DATA PROVIDED:

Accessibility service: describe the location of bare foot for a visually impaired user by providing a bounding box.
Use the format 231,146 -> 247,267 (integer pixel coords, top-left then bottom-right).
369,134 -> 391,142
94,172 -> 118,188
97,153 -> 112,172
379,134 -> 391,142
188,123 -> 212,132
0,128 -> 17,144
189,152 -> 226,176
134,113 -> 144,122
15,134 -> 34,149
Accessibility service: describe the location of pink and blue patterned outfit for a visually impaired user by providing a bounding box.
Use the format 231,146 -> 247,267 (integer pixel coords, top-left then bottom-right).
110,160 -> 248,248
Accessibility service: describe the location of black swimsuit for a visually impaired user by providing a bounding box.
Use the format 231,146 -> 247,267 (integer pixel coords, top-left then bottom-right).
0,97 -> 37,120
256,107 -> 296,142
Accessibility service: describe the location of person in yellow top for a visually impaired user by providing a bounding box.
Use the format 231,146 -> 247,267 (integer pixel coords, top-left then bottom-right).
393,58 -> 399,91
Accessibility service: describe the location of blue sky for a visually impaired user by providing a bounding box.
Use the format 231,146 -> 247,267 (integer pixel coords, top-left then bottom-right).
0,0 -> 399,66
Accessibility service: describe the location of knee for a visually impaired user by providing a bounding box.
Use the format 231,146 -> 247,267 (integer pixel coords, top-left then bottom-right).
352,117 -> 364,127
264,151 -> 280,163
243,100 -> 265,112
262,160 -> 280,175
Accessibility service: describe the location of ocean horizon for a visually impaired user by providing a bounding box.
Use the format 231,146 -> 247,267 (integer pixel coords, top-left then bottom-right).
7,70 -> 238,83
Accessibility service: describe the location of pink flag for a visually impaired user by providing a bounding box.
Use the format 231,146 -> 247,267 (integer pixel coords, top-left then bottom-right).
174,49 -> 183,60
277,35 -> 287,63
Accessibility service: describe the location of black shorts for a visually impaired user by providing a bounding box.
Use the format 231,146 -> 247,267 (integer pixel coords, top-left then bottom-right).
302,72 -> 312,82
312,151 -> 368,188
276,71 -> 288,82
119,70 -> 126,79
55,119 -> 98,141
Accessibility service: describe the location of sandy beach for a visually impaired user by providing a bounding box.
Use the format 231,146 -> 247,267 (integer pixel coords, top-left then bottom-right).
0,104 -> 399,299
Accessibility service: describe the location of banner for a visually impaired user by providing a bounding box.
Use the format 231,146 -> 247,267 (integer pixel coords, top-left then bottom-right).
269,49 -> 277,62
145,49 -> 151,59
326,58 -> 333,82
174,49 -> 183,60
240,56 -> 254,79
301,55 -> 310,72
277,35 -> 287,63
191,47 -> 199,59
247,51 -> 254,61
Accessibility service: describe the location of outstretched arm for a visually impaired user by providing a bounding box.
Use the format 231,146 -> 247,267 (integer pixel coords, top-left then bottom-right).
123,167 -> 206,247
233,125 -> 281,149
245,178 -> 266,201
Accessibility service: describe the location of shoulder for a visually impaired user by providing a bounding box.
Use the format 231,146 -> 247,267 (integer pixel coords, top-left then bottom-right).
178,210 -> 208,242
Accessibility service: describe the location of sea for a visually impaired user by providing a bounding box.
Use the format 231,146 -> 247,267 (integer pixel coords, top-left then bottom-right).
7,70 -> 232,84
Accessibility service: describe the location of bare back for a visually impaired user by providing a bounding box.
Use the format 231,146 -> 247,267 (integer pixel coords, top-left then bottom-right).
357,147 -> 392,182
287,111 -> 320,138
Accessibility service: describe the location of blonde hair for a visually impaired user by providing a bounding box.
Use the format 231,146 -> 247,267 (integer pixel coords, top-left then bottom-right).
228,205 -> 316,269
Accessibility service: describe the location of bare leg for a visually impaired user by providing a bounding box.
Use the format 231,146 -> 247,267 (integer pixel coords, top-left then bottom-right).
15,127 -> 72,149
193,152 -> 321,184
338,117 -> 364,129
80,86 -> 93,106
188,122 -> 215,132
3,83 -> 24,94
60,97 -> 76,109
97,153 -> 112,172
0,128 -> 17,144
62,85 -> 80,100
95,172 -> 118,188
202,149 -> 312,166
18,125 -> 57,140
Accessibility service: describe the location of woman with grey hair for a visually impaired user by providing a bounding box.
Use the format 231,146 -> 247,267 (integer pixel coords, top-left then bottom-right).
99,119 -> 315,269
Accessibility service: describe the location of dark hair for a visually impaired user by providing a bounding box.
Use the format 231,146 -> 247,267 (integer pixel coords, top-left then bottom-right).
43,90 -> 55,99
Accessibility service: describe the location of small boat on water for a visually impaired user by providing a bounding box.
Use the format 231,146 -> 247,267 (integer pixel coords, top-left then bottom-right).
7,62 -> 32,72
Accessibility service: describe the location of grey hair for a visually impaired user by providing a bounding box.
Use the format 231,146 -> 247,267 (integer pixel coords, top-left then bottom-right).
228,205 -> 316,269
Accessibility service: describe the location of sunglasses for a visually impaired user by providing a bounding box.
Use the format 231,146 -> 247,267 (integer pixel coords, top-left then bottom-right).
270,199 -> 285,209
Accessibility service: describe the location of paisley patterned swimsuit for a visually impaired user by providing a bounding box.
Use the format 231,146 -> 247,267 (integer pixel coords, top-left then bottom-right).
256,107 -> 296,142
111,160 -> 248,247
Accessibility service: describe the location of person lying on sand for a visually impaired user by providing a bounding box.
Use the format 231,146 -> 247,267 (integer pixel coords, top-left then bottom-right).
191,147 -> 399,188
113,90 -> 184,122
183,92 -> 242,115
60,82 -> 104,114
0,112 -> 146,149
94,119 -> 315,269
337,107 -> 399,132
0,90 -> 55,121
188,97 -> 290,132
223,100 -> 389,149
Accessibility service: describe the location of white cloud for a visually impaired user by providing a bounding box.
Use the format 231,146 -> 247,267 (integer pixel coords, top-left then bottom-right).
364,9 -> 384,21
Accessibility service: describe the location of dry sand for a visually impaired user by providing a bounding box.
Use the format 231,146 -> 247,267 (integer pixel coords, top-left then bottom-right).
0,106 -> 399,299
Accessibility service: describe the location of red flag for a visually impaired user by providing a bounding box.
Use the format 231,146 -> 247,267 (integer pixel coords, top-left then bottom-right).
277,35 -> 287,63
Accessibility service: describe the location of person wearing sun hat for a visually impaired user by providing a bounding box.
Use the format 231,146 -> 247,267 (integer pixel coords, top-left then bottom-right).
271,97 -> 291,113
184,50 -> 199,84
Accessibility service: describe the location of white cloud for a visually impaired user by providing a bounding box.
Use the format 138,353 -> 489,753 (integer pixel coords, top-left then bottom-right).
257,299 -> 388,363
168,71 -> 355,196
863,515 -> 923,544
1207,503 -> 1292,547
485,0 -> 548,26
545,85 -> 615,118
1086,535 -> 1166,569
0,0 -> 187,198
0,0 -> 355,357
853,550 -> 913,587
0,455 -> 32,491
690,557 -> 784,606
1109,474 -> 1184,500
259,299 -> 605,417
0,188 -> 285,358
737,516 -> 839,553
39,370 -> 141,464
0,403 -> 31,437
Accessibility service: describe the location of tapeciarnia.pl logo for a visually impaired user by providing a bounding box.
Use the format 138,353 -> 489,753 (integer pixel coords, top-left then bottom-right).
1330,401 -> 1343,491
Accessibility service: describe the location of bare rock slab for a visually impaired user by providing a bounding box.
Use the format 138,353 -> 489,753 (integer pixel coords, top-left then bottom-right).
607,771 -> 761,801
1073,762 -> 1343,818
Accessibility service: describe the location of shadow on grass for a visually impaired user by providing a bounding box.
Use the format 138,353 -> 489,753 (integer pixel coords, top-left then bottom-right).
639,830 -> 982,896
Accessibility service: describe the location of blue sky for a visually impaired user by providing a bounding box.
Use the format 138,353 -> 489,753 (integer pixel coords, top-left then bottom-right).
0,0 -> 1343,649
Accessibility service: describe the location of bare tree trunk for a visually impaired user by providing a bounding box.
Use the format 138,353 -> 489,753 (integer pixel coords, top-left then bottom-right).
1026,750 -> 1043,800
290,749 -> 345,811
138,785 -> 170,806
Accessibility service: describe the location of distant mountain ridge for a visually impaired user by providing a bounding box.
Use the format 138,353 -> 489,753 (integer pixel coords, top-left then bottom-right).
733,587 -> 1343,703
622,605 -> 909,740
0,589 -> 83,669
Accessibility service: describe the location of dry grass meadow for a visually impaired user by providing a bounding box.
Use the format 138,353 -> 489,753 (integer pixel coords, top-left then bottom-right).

YOUR INSTRUCTIONS: Extract and repeat exactly the entries from the line with "Accessibility service: describe the location of woman" to the line with "99,119 -> 315,269", including both of those lines.

IN RESPONSE:
Accessibility service: describe the location of woman with grey hair for a visually impaired user by providing a bounding box.
Use the format 231,146 -> 247,267 (integer pixel coords, top-left then bottom-right).
99,119 -> 315,269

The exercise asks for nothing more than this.